Refactor to support streaming

GoogleCodeExporter commented 8 years ago

LZ4 library should be refactored to support streaming compression and 
decompression similar to how zlib works.

There would be an lz4Init(), lz4(), and lz4End() similar to how the inflate 
functions work in zlib. You would pass around a pointer to the stream for each 
function. Call to lz4() would save the state of the compression/decompression 
machine for subsequent calls to lz4(). Here is zlib's stream structure.
+++++
### Work instructions
[a] Could you copy the LZ4 streaming issue starting with "Refactor to support" and going on through "zlib's stream structure."?
[b] Can you continue the LZ4 streaming issue past its last sentence?
The lines next on the page come from a different source than the LZ4 streaming issue.

### Source excerpt
+++++
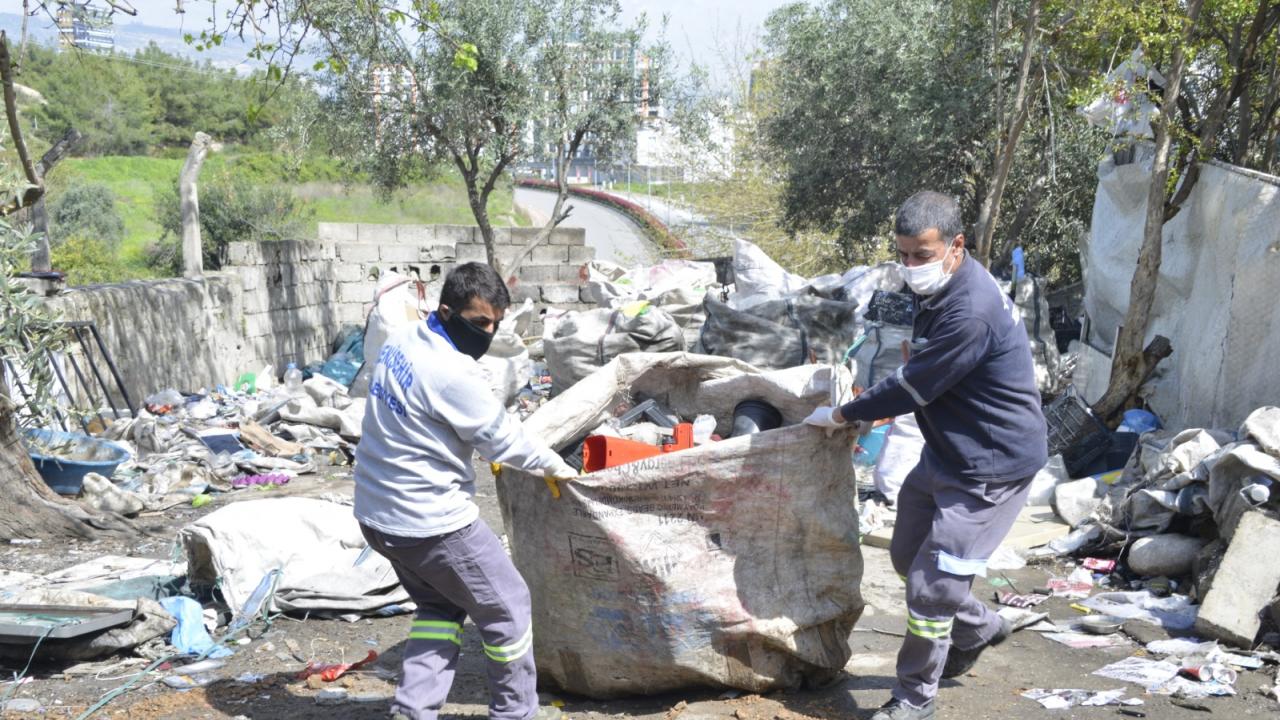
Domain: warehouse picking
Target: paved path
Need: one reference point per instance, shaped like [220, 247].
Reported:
+++++
### Answers to the exercises
[a]
Refactor to support streaming

GoogleCodeExporter commented 8 years ago

LZ4 library should be refactored to support streaming compression and 
decompression similar to how zlib works.

There would be an lz4Init(), lz4(), and lz4End() similar to how the inflate 
functions work in zlib. You would pass around a pointer to the stream for each 
function. Call to lz4() would save the state of the compression/decompression 
machine for subsequent calls to lz4(). Here is zlib's stream structure.

[b]
typedef struct z_stream_s {
    z_const Bytef *next_in;     /* next input byte */
    uInt     avail_in;  /* number of bytes available at next_in */
    uLong    total_in;  /* total number of input bytes read so far */

    Bytef    *next_out; /* next output byte should be put there */
    uInt     avail_out; /* remaining free space at next_out */
    uLong    total_out; /* total number of bytes output so far */

    z_const char *msg;  /* last error message, NULL if no error */
    struct internal_state FAR *state; /* not visible by applications */

    alloc_func zalloc;  /* used to allocate the internal state */
    free_func  zfree;   /* used to free the internal state */
    voidpf     opaque;  /* private data object passed to zalloc and zfree */

    int     data_type;  /* best guess about the data type: binary or text */
    uLong   adler;      /* adler32 value of the uncompressed data */
    uLong   reserved;   /* reserved for future use */
} z_stream;

Original issue reported on code.google.com by nathan.m...@gmail.com on 4 Nov 2012 at 9:40

GoogleCodeExporter commented 8 years ago

BZIP2 library also works similarly with a bz_stream structure and similar 
function prototypes.

Original comment by nathan.m...@gmail.com on 4 Nov 2012 at 9:50

GoogleCodeExporter commented 8 years ago

LZ4 format is unfortunately incompatible with some corner-cases streaming 
scenarios.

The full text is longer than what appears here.